[Stored data entries]
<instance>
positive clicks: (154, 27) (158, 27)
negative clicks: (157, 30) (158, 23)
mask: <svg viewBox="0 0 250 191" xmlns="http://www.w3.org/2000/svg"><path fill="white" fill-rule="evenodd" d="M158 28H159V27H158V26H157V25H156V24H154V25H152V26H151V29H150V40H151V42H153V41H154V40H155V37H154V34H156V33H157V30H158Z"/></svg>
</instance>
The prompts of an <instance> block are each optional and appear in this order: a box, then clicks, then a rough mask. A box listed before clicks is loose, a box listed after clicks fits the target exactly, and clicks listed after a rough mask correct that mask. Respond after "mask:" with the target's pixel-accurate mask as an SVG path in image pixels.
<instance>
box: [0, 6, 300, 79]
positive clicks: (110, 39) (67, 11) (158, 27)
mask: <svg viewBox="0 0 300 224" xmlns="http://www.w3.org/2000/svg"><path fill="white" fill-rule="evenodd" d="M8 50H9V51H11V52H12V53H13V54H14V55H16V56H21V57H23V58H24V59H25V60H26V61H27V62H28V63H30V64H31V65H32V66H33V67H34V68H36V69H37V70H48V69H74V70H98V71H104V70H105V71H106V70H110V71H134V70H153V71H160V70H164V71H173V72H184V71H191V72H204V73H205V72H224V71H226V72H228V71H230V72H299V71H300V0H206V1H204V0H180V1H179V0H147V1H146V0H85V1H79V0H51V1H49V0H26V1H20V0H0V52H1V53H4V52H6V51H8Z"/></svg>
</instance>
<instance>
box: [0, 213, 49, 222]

### Written task
Reproduce the listing above with every occurrence of "positive clicks" replaced by "foreground clicks", leaving all other text unchanged.

### Exercise solution
<instance>
foreground clicks: (154, 27) (158, 27)
negative clicks: (157, 30) (158, 23)
mask: <svg viewBox="0 0 250 191" xmlns="http://www.w3.org/2000/svg"><path fill="white" fill-rule="evenodd" d="M158 28H159V27H158V26H157V25H156V24H154V25H152V26H151V29H150V40H151V42H153V41H154V40H155V37H154V34H156V33H157V30H158Z"/></svg>
</instance>
The prompts of an <instance> block are each optional and appear in this order: a box, then clicks, then a rough mask. A box listed before clicks is loose, a box listed after clicks fits the target exactly, and clicks listed after a rough mask correct that mask. Respond after "mask:" with the target's pixel-accurate mask as an SVG path in image pixels.
<instance>
box: [0, 6, 300, 79]
foreground clicks: (110, 39) (67, 11) (158, 27)
mask: <svg viewBox="0 0 300 224" xmlns="http://www.w3.org/2000/svg"><path fill="white" fill-rule="evenodd" d="M8 50H9V51H11V52H12V53H13V54H14V55H16V56H21V57H23V58H24V59H25V60H26V61H27V62H28V63H30V64H31V65H32V66H33V67H34V68H36V69H37V70H48V69H74V70H98V71H104V70H105V71H106V70H110V71H134V70H153V71H160V70H164V71H173V72H184V71H191V72H204V73H205V72H224V71H226V72H228V71H230V72H299V71H300V0H206V1H204V0H180V1H179V0H147V1H146V0H85V1H79V0H51V1H49V0H26V1H20V0H0V52H1V53H4V52H6V51H8Z"/></svg>
</instance>
<instance>
box: [0, 213, 49, 222]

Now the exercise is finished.